** PASSAGE PROVIDED **

__________________________________________________

The reason for the targeted CPU / GPU architectures with the Kokkos build is that we have many different clusters at MSU HPCC (see https://docs.icer.msu.edu/Cluster_Resources/). Specifically, the tests were run on the Intel16 nodes (2x Intel Xeon E5-2680 v4 (Broadwell) CPU, 8x NVIDIA Kepler K80 GPU).

Based on the build instructions, two thoughts come to mind:

  1. I'm a bit surprised that your build instructions are not enabling the QEq package. Can you trying retesting with this enabled?
  2. The CMake presets for GCC and the C++14 standard also jump out as potential issues. Can you also look into using these?

Also, @mkanski, what hardware are your tests failing on? This is with the non-Kokkos CPU version, correct?

@hasanmetin
The distance when the large force exists is for example 3.4782238. More generally, the issue occurs when the bond order is between about 1e-8 and 1e-10 (the point when the bonded interactions are turned off completely). Below I'm attaching a plot with much finer dr:

image

@ohearnk
Hi,
Thanks for looking into this issue. I cannot follow your instructions precisely because I don't have access to a cluster with the specified modules. On my current machine I have:

gcc (Ubuntu 11.4.0-1ubuntu1~22.04) 11.4.0
Open MPI 4.1.4
Cuda compilation tools, release 11.5, V11.5.119

I had to modify cmake line as follows (I had to change the GPU architecture and nvcc_wrapper path):

cmake -C ../cmake/presets/gcc.cmake -DCMAKE_CXX_FLAGS_DEBUG="-Wall -Og -g -std=c++14" -DCMAKE_CXX_FLAGS_RELWITHDEBINFO="-g -O2 -DNDEBUG -std=c++14" -DCMAKE_CXX_FLAGS_RELEASE="-O3 -DNDEBUG -std=c++14" -DBUILD_OMP=yes -DBUILD_MPI=yes -DPKG_KOKKOS=yes -DKokkos_ENABLE_SERIAL=yes -DKokkos_ENABLE_OPENMP=yes -DKokkos_ENABLE_CUDA=yes -DKokkos_ARCH_BDW=yes -DKokkos_ARCH_AMPERE86=yes -DKokkos_ENABLE_DEPRECATION_WARNINGS=no -DCMAKE_CXX_COMPILER=$(pwd)/../lib/kokkos/bin/nvcc_wrapper -DPKG_REAXFF=yes -DPKG_QEQ=yes -DPKG_MOLECULE=yes ../cmake |

With the new settings the issue still persists, both on CPU (without KOKKOS) and GPU (with KOKKOS). I would also like to point out that I can reproduce this with the static executable provided by LAMMPS developers (the link is in my previous post), can you try using it ?

__________________________________________________

Rows from a dataset
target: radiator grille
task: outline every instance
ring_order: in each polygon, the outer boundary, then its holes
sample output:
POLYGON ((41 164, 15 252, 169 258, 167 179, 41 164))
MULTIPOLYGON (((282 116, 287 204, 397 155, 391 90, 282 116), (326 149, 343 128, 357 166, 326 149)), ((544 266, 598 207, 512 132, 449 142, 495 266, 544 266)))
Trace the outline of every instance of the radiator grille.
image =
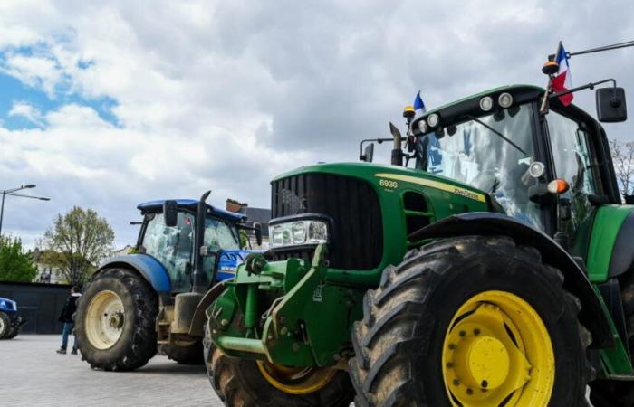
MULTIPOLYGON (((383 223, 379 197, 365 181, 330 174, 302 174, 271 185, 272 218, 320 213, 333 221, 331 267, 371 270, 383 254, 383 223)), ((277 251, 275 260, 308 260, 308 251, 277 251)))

__________________________________________________

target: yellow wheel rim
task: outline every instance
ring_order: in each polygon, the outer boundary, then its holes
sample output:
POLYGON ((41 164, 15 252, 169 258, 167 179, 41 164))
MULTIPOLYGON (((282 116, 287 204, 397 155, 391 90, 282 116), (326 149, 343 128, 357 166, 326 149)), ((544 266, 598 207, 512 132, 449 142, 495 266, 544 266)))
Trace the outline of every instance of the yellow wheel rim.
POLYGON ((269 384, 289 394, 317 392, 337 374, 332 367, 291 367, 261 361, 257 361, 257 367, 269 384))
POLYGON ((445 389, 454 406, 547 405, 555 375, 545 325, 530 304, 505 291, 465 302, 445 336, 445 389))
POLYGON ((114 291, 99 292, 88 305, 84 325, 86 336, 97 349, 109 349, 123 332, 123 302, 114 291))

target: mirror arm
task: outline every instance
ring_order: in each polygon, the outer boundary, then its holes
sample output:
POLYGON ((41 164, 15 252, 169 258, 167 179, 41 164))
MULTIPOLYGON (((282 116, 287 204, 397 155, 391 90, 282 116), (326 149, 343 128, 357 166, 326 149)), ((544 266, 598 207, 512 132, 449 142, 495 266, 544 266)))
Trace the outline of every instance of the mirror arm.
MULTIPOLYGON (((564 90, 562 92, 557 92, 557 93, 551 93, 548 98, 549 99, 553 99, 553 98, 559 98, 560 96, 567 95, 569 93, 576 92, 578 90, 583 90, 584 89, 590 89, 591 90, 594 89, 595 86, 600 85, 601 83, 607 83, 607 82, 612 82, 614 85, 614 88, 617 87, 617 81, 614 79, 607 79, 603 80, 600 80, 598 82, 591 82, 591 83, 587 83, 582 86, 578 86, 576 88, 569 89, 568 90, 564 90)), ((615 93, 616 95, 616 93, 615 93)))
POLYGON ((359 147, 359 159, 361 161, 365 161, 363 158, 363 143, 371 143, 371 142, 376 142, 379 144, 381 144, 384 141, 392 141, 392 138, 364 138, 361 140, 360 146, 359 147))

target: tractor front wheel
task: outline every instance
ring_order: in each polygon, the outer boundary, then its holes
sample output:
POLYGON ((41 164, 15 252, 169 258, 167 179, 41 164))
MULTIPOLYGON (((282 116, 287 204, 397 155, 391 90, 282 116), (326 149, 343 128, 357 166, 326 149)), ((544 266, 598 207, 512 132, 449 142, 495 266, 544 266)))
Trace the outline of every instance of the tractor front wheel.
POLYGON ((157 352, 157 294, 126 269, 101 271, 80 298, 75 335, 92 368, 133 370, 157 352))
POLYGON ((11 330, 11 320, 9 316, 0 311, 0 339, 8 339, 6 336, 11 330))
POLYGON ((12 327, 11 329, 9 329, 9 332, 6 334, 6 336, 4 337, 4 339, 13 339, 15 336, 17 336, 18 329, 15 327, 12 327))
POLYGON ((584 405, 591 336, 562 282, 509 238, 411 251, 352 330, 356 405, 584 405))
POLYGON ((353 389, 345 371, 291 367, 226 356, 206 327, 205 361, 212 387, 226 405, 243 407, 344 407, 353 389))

__________________________________________________

** EXERCISE A **
In the forum thread, for roughly what range of bond order values does the issue occur?
** EXERCISE B **
Resume the forum thread about the ReaxFF force issue after its final sentence.
These rows have nothing to do with the forum thread.

** RESULT A **
It occurs when the bond order is between about 1e-8 and 1e-10.

** RESULT B **
Tested CPUs:
AMD Ryzen Threadripper PRO 3955WX 16-Cores (latest LAMMPS version compiled as mentioned above)
Intel(R) Xeon(R) CPU E5-2670 v3 (LAMMPS (2 Aug 2023 - Update 2) - static executable)
Intel(R) Xeon(R) Gold 6240 (LAMMPS (2 Aug 2023 - Update 2) - static executable)

Tested GPU - NVIDIA GeForce RTX 3060 (latest LAMMPS version compiled as mentioned above)

The fact that this is showing up for some testers (@mkanski @rbberger) and not for others (@ohearnk) suggests that it may be due to initialized data feeding the expression for DlpVi . Perhaps the value of sbp_i->valency is different in the two cases?

The fact that this is showing up for some testers (@mkanski @rbberger) and not for others (@ohearnk) suggests that it may be due to initialized data feeding the expression for DlpVi . Perhaps the value of sbp_i->valency is different in the two cases?

If you are running the exact same code with the exact same input you should get the exact same results unless the code is miscompiled or there should be an uninitialized data access that can be detected with valgrind's memcheck tool.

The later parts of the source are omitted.